Reproduce the following credit agreement passage on liens and asset dispositions word for word, without any alteration.

» **Page**
----------------

Without limiting the foregoing, Borrower shall not, nor shall it permit any member of the Consolidated Group to, directly or indirectly (a) create or permit to exist any Lien on any assets or property of any member of the Consolidated Group to secure any Senior Unsecured Debt (other than the Obligations), or (b) create or permit to exist any Lien on any assets or property of any member of the Consolidated Group to secure any Indebtedness then not securing such Indebtedness. The provisions of the foregoing sentence are not intended to restrict the Consolidated Group from incurring or permitting to exist Liens permitted by Section 7.02(l).
(o) Section 7.04 is hereby amended to add the following as Section 7.04(c):
(c) Without the prior written consent of Majority Lenders, sell, transfer, license, lease, or otherwise dispose (including any sale and leaseback transaction) of any property or other assets (other than sales of assets in ordinary course of business) having a book value in excess of $100,000,000 or for aggregate consideration in excess of $100,000,000.

----------------

» **Extracted material**
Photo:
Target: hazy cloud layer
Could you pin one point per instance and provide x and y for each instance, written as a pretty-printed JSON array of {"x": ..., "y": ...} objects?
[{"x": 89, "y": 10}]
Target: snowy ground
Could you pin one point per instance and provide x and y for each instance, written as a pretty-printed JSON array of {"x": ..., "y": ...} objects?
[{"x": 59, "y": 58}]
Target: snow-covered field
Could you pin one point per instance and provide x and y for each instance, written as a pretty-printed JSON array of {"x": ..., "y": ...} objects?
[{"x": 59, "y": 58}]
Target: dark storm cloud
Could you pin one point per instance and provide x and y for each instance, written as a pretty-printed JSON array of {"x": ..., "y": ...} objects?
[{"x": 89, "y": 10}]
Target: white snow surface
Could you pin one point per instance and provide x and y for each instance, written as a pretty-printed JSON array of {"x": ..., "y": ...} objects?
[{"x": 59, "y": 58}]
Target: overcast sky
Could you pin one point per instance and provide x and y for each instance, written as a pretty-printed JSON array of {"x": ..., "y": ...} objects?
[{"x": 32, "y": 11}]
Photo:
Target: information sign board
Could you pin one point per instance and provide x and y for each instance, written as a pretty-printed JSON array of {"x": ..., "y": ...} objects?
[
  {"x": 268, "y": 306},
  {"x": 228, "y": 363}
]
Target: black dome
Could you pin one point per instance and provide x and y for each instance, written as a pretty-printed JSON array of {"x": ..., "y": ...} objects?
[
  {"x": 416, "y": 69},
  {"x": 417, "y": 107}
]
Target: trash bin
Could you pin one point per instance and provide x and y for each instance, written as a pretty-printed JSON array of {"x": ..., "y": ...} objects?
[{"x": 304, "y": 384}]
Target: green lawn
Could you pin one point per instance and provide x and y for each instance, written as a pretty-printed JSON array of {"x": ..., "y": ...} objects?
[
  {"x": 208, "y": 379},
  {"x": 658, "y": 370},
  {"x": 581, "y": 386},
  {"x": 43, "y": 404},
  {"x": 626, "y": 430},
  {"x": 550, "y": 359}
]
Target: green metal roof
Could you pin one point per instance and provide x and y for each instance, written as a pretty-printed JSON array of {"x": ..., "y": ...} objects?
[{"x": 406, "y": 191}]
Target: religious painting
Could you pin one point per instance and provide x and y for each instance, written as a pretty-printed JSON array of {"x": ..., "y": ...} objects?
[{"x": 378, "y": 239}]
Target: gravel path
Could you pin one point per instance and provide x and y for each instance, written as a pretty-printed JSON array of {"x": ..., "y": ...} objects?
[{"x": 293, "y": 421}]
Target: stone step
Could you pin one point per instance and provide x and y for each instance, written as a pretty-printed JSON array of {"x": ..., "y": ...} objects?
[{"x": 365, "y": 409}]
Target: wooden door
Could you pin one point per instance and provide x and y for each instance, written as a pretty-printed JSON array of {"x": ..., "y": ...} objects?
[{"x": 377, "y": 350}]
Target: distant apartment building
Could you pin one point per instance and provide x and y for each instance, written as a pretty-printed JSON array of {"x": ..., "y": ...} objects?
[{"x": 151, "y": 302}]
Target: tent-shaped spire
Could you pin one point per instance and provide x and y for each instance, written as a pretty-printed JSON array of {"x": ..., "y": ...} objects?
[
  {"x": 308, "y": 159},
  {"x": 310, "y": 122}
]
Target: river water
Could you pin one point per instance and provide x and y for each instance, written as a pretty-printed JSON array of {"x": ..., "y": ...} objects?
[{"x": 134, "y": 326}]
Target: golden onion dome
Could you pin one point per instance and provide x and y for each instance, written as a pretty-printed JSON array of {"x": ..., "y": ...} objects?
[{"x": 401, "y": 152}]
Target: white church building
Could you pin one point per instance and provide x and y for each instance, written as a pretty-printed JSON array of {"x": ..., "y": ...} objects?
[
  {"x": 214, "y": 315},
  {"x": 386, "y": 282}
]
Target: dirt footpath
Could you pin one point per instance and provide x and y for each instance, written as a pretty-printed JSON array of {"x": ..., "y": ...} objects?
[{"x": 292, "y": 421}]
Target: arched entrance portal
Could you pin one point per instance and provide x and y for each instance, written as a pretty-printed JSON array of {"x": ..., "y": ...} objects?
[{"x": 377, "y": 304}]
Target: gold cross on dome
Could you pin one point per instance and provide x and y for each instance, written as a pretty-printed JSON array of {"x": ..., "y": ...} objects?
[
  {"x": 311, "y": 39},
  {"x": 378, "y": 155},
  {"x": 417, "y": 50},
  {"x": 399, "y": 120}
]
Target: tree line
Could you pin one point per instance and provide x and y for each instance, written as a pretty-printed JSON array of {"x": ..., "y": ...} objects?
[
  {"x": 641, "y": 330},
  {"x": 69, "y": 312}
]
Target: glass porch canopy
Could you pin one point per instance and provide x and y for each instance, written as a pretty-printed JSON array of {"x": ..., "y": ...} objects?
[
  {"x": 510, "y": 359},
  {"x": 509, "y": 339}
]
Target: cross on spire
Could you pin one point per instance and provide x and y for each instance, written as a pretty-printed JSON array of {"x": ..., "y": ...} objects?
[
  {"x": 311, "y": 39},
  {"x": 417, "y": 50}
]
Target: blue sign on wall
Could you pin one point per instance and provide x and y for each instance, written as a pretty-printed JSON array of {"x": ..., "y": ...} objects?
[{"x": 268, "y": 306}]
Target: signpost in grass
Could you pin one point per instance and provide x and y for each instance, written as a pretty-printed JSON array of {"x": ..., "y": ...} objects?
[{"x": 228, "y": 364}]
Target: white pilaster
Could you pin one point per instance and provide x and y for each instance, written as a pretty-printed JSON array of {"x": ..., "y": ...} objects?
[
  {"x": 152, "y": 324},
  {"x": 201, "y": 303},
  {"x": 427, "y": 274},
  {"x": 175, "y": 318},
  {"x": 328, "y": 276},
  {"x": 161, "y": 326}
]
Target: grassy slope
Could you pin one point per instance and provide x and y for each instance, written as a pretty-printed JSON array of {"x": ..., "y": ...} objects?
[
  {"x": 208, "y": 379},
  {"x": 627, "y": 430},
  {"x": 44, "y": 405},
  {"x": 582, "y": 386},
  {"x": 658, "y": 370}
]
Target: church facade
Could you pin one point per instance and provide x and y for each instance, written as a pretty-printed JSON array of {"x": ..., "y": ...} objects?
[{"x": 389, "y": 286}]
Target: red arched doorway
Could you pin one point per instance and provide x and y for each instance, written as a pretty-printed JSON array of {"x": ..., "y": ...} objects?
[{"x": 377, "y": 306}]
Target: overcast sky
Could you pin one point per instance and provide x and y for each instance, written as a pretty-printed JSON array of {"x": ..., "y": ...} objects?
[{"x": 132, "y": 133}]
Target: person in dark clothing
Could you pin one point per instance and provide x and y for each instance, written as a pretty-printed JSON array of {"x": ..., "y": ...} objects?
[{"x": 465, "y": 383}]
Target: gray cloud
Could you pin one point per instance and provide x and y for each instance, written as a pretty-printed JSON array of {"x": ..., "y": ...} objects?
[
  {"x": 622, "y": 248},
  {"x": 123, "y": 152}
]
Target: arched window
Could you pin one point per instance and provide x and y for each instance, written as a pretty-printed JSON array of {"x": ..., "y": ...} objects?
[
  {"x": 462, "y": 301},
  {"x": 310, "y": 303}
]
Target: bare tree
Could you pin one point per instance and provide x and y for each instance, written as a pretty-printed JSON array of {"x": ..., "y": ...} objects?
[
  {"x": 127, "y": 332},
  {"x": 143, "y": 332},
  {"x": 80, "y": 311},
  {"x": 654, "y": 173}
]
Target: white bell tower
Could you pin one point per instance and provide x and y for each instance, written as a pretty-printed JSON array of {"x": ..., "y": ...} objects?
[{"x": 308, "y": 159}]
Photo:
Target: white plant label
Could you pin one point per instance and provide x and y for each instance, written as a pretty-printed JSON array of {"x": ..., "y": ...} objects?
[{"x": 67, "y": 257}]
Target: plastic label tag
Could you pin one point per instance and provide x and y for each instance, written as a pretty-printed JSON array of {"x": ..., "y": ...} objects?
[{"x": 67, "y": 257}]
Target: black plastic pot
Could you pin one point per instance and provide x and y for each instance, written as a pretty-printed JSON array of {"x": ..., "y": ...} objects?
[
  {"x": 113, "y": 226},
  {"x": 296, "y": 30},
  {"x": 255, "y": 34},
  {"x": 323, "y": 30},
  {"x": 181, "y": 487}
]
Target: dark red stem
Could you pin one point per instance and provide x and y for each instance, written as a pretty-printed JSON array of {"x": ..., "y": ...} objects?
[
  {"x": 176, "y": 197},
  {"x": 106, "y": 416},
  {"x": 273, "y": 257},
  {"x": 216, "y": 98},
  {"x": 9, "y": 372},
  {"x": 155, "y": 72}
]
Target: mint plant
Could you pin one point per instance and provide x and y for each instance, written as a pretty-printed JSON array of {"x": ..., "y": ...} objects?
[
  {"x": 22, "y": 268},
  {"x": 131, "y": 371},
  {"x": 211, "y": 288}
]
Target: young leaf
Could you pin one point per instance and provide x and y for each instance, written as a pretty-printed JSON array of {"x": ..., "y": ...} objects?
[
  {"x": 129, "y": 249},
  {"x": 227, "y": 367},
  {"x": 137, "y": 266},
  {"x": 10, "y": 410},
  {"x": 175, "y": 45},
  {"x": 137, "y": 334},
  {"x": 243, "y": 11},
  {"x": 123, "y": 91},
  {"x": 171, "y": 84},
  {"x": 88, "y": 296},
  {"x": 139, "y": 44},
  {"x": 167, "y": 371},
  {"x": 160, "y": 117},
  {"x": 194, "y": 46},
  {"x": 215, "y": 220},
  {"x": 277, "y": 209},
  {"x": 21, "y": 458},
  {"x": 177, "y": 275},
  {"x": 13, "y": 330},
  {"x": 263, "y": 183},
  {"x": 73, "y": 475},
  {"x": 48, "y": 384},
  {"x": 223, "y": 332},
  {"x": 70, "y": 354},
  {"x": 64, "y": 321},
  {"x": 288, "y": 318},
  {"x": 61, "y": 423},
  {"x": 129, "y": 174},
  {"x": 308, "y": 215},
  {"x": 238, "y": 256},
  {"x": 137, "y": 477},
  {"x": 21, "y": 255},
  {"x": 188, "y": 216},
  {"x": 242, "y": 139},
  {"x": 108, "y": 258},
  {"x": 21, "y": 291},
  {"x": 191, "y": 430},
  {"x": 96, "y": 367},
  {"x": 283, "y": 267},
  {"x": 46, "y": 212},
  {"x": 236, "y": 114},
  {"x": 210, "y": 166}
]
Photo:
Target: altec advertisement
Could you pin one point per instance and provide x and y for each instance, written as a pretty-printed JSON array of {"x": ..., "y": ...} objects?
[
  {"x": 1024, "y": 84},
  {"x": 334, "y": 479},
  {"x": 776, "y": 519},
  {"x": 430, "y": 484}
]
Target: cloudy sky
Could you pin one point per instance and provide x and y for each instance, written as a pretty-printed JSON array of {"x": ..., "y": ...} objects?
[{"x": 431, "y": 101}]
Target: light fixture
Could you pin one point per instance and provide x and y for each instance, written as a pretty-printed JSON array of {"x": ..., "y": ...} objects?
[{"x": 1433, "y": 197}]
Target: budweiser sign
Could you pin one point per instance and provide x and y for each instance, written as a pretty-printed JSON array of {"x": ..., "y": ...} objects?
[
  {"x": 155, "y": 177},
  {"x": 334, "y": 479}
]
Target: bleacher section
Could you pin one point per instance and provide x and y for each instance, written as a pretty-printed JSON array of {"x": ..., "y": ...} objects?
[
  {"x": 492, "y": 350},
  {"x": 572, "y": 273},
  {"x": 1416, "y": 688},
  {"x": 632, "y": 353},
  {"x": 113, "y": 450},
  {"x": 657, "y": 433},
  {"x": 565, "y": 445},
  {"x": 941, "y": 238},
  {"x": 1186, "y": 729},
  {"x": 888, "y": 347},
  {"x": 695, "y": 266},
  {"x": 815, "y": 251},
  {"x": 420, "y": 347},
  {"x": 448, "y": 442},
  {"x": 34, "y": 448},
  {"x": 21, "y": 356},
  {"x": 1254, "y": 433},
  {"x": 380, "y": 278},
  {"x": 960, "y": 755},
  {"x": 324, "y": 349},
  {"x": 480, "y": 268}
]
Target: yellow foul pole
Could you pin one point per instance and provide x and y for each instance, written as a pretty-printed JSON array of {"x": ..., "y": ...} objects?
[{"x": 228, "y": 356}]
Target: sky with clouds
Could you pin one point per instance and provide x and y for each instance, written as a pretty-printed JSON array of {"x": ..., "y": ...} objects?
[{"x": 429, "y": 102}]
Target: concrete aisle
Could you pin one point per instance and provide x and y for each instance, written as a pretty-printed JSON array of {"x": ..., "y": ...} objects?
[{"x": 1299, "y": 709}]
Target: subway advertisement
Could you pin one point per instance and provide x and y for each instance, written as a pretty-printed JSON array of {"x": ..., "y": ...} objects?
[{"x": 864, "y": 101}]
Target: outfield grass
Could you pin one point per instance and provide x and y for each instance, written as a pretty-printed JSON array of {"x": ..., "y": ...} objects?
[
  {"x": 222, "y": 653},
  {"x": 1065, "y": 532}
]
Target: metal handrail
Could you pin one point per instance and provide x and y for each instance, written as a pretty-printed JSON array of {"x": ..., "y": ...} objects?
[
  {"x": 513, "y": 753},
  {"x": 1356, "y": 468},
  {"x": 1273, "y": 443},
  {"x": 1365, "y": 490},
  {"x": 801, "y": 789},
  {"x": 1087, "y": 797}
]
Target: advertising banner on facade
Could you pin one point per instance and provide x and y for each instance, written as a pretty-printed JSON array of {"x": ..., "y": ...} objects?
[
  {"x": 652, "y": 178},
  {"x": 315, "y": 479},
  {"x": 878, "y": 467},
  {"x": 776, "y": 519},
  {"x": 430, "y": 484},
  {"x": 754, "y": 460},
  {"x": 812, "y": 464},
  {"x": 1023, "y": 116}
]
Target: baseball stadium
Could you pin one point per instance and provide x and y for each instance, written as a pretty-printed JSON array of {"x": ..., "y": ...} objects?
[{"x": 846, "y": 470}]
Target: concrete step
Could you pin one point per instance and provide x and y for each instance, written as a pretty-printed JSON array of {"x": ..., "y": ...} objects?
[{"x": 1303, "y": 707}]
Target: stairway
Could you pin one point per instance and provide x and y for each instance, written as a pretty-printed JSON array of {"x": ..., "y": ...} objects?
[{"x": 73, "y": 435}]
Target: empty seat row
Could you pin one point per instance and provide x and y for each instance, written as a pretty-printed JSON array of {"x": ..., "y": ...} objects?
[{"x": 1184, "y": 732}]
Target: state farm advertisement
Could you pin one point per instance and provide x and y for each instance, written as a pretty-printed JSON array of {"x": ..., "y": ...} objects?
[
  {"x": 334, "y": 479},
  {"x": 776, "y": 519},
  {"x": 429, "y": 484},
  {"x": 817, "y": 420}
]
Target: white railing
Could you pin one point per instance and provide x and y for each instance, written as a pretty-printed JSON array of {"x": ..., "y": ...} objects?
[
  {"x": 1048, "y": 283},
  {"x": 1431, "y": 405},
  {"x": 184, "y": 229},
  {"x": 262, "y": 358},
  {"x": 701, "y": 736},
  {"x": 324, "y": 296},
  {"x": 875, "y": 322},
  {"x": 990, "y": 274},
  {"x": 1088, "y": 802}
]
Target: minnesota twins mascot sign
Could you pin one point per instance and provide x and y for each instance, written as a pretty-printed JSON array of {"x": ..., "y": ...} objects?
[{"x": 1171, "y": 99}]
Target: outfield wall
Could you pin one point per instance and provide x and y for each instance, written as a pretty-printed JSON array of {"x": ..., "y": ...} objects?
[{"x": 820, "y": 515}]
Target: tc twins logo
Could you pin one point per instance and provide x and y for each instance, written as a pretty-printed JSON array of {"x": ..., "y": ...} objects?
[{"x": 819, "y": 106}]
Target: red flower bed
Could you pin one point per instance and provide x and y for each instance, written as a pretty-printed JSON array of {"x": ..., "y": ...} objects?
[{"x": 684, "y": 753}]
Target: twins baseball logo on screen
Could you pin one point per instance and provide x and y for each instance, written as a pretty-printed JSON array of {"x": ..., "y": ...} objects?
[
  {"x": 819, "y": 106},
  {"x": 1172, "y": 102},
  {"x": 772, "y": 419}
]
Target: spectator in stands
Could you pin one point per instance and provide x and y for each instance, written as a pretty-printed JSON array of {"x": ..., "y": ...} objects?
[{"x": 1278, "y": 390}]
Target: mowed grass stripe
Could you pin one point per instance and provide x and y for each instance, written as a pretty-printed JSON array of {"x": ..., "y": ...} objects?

----------------

» **Full answer**
Without limiting the foregoing, Borrower shall not, nor shall it permit any member of the Consolidated Group to, directly or indirectly (a) create or permit to exist any Lien on any assets or property of any member of the Consolidated Group to secure any Senior Unsecured Debt (other than the Obligations), or (b) create or permit to exist any Lien on any assets or property of any member of the Consolidated Group to secure any Indebtedness then not securing such Indebtedness. The provisions of the foregoing sentence are not intended to restrict the Consolidated Group from incurring or permitting to exist Liens permitted by Section 7.02(l).
(o) Section 7.04 is hereby amended to add the following as Section 7.04(c):
(c) Without the prior written consent of Majority Lenders, sell, transfer, license, lease, or otherwise dispose (including any sale and leaseback transaction) of any property or other assets (other than sales of assets in ordinary course of business) having a book value in excess of $100,000,000 or for aggregate consideration in excess of $100,000,000.